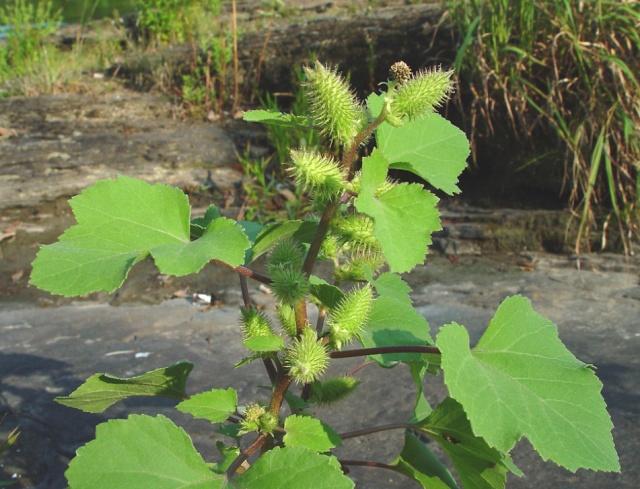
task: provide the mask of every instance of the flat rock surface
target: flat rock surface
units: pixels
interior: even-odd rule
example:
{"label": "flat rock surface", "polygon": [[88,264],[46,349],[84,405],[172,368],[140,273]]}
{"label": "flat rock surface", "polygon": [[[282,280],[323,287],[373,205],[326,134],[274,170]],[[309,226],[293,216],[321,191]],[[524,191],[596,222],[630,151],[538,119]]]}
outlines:
{"label": "flat rock surface", "polygon": [[[558,324],[560,336],[581,360],[598,367],[616,426],[622,474],[582,470],[572,474],[543,463],[521,442],[514,458],[526,477],[511,478],[511,488],[635,489],[640,482],[636,463],[640,449],[639,267],[618,256],[593,256],[582,268],[578,271],[575,261],[554,255],[531,255],[526,264],[521,259],[469,256],[452,264],[434,256],[428,266],[408,276],[416,307],[429,319],[432,332],[457,321],[470,329],[476,341],[500,301],[507,295],[523,294]],[[242,403],[267,399],[261,365],[233,368],[244,354],[237,326],[240,297],[235,277],[224,273],[211,277],[216,280],[214,288],[224,291],[220,294],[223,303],[216,307],[184,298],[156,305],[132,298],[120,306],[96,301],[51,307],[25,301],[0,303],[0,403],[8,415],[0,430],[19,425],[22,431],[17,449],[4,460],[4,476],[14,476],[16,487],[66,487],[64,468],[75,449],[92,438],[95,425],[131,412],[171,416],[194,434],[206,458],[214,458],[214,441],[219,437],[207,423],[172,410],[170,401],[130,400],[110,408],[104,416],[83,414],[53,402],[55,396],[70,392],[95,372],[134,375],[182,359],[196,365],[189,392],[233,386]],[[272,303],[265,292],[252,288],[252,293],[257,302]],[[170,297],[171,292],[166,294]],[[357,362],[335,360],[332,370],[345,372],[354,365]],[[317,414],[338,431],[406,419],[415,396],[406,369],[369,366],[358,375],[363,381],[359,395]],[[434,403],[443,398],[439,378],[429,378],[427,392]],[[385,432],[348,440],[339,455],[390,461],[401,436],[400,432]],[[417,489],[388,471],[359,469],[352,475],[362,488]]]}
{"label": "flat rock surface", "polygon": [[237,179],[226,132],[174,110],[165,97],[123,88],[0,101],[0,210],[70,197],[121,173],[183,188]]}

- - - - -

## Exercise
Set down nothing but the lines from the one containing "interior: even-odd rule" through the final line above, exactly as written.

## Answer for the task
interior: even-odd rule
example:
{"label": "flat rock surface", "polygon": [[88,264],[46,349],[84,405],[172,368],[140,273]]}
{"label": "flat rock surface", "polygon": [[[282,280],[323,287],[373,205],[326,134],[274,170]],[[309,226],[293,216],[321,191]],[[524,191],[596,222],[630,151],[538,119]]]}
outlines:
{"label": "flat rock surface", "polygon": [[[558,324],[560,336],[581,360],[598,367],[616,426],[622,474],[582,470],[572,474],[543,463],[521,442],[514,458],[526,477],[511,478],[511,488],[635,489],[640,482],[636,463],[640,449],[639,267],[618,256],[593,256],[582,268],[578,271],[575,261],[554,255],[531,255],[526,264],[521,259],[469,256],[452,264],[434,256],[428,266],[408,276],[416,307],[429,319],[432,332],[457,321],[470,329],[476,341],[500,301],[507,295],[523,294]],[[242,403],[267,399],[261,365],[233,368],[244,354],[237,326],[240,297],[235,277],[224,273],[211,277],[216,280],[214,288],[224,291],[220,294],[223,303],[216,307],[184,298],[156,305],[132,298],[120,306],[96,301],[51,307],[25,301],[0,303],[0,403],[8,415],[0,430],[19,425],[22,431],[17,449],[4,460],[4,476],[14,476],[16,487],[66,487],[64,468],[75,449],[92,438],[95,425],[131,412],[171,416],[194,434],[206,458],[214,458],[214,441],[219,437],[207,423],[172,410],[170,401],[130,400],[110,408],[104,416],[83,414],[53,402],[55,396],[70,392],[95,372],[134,375],[182,359],[196,365],[189,392],[233,386]],[[272,303],[265,292],[252,288],[252,293],[257,302]],[[170,297],[171,292],[166,294]],[[357,362],[335,360],[332,370],[345,372],[354,365]],[[317,414],[338,431],[406,419],[415,396],[406,369],[369,366],[358,375],[363,381],[359,395]],[[434,403],[443,398],[439,378],[429,378],[427,392]],[[385,432],[348,440],[339,455],[390,461],[401,436],[400,432]],[[417,489],[388,471],[359,469],[352,475],[362,488]]]}
{"label": "flat rock surface", "polygon": [[237,179],[226,132],[174,110],[165,97],[123,88],[0,101],[0,210],[70,197],[121,173],[183,188]]}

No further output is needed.